(Excerpts from a dataset)
-=-=-=-=-

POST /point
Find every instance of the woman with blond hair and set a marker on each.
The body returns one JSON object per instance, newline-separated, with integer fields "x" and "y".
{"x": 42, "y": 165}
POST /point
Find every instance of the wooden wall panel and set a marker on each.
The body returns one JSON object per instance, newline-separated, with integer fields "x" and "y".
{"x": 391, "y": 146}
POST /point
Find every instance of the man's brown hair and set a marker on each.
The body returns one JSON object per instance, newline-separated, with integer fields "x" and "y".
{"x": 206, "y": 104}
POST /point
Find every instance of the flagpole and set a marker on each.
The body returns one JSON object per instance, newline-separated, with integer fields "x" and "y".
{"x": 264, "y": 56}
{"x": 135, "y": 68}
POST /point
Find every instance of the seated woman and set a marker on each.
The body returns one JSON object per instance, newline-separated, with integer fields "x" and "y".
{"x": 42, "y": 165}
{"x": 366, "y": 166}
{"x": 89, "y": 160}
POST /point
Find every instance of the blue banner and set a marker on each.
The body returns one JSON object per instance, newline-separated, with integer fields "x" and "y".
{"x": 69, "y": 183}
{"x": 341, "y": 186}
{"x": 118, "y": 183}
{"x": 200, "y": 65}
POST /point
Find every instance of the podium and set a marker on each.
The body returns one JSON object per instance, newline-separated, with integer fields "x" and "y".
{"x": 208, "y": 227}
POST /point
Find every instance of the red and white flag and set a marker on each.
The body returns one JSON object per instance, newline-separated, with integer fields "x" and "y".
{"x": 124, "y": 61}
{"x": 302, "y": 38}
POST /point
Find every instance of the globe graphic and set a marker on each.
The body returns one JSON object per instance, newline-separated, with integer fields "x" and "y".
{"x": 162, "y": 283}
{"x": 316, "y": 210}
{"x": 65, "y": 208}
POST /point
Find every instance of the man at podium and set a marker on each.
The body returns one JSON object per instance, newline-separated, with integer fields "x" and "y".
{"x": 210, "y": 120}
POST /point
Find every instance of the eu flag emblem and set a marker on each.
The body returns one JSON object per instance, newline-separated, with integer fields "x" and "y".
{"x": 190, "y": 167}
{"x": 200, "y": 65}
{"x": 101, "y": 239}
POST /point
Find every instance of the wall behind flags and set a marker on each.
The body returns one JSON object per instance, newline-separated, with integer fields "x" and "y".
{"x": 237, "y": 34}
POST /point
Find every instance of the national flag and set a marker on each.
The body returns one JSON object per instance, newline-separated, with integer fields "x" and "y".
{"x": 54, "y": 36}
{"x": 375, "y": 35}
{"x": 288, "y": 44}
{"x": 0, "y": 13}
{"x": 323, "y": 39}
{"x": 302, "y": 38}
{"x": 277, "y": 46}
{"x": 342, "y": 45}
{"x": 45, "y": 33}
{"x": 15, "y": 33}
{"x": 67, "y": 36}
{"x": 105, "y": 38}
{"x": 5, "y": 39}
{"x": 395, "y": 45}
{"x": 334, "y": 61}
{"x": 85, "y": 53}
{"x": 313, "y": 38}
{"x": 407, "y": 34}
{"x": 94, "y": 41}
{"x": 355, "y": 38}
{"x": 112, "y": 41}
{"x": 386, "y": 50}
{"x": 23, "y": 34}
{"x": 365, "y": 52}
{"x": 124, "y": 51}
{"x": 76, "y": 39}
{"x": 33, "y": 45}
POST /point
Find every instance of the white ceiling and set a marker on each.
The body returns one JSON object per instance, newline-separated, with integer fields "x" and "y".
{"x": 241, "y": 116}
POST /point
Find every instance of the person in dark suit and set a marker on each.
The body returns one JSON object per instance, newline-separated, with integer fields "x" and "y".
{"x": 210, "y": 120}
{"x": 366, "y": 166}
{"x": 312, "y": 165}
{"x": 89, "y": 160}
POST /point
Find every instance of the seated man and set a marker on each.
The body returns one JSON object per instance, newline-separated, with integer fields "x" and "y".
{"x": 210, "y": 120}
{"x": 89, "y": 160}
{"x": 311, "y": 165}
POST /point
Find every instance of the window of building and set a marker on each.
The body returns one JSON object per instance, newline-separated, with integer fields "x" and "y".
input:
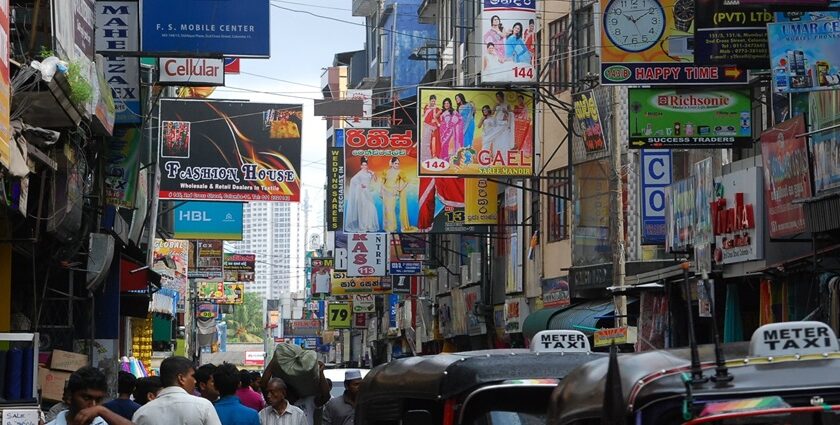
{"x": 558, "y": 54}
{"x": 557, "y": 212}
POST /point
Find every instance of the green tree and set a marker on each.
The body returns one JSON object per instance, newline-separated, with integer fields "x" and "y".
{"x": 246, "y": 323}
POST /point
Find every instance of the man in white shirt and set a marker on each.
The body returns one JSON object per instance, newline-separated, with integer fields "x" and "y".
{"x": 176, "y": 404}
{"x": 279, "y": 411}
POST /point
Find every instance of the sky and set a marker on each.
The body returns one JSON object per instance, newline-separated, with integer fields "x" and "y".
{"x": 302, "y": 45}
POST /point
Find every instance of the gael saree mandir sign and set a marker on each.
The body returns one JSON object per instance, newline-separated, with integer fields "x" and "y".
{"x": 230, "y": 151}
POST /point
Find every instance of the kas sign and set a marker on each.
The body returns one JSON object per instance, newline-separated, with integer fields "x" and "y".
{"x": 208, "y": 220}
{"x": 656, "y": 176}
{"x": 192, "y": 72}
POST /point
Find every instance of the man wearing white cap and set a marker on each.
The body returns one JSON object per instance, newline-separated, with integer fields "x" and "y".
{"x": 339, "y": 410}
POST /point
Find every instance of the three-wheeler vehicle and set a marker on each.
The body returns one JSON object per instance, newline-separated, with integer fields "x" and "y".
{"x": 789, "y": 373}
{"x": 487, "y": 387}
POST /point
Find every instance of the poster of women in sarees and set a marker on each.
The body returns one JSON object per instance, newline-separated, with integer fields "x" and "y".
{"x": 380, "y": 181}
{"x": 476, "y": 132}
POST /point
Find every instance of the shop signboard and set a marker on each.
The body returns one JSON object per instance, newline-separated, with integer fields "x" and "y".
{"x": 657, "y": 48}
{"x": 787, "y": 176}
{"x": 588, "y": 122}
{"x": 731, "y": 35}
{"x": 656, "y": 176}
{"x": 117, "y": 33}
{"x": 230, "y": 151}
{"x": 367, "y": 254}
{"x": 738, "y": 217}
{"x": 123, "y": 166}
{"x": 476, "y": 132}
{"x": 380, "y": 180}
{"x": 206, "y": 27}
{"x": 509, "y": 41}
{"x": 208, "y": 220}
{"x": 669, "y": 118}
{"x": 804, "y": 55}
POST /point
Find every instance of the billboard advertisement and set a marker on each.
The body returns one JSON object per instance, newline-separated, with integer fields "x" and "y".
{"x": 652, "y": 42}
{"x": 668, "y": 118}
{"x": 588, "y": 122}
{"x": 118, "y": 30}
{"x": 380, "y": 180}
{"x": 230, "y": 151}
{"x": 123, "y": 167}
{"x": 804, "y": 55}
{"x": 787, "y": 176}
{"x": 824, "y": 110}
{"x": 656, "y": 176}
{"x": 367, "y": 254}
{"x": 475, "y": 132}
{"x": 206, "y": 28}
{"x": 208, "y": 220}
{"x": 509, "y": 41}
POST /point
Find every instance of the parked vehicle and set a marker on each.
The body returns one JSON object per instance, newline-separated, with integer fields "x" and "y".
{"x": 507, "y": 386}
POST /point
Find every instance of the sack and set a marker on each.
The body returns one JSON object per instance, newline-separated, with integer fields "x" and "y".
{"x": 298, "y": 367}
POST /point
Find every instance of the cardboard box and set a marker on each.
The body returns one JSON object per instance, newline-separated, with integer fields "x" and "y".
{"x": 67, "y": 361}
{"x": 52, "y": 383}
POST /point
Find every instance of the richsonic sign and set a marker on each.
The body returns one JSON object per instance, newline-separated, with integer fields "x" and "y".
{"x": 668, "y": 118}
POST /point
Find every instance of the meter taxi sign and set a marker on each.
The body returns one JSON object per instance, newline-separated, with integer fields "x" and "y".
{"x": 560, "y": 341}
{"x": 789, "y": 338}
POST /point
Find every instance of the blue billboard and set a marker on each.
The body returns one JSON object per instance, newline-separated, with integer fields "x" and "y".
{"x": 238, "y": 28}
{"x": 208, "y": 220}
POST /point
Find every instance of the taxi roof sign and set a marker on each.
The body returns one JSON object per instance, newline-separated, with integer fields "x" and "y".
{"x": 560, "y": 341}
{"x": 789, "y": 338}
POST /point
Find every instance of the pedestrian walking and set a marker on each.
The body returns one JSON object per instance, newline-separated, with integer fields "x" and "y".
{"x": 340, "y": 410}
{"x": 123, "y": 405}
{"x": 175, "y": 403}
{"x": 86, "y": 388}
{"x": 279, "y": 411}
{"x": 229, "y": 407}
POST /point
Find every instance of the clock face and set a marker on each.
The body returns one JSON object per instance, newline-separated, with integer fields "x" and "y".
{"x": 634, "y": 25}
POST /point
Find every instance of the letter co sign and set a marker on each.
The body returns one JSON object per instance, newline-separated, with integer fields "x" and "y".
{"x": 656, "y": 175}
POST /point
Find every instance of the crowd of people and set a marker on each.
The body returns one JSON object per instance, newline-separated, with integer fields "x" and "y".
{"x": 207, "y": 395}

-=-=-=-=-

▶ **The task**
Go to the line with "Find every instance of the poster" in the entries above and repeat every line from there through the line with "Find every instance of the shop", exactly and with no other text.

▶ **Result**
Find every instance of the poster of women in sarees and set a marker on each.
The body returns one JSON object per instance, newline-separated, with integer fields "x" and "y".
{"x": 380, "y": 181}
{"x": 476, "y": 132}
POST /point
Find every instance of the shop signboard and set a marker on each.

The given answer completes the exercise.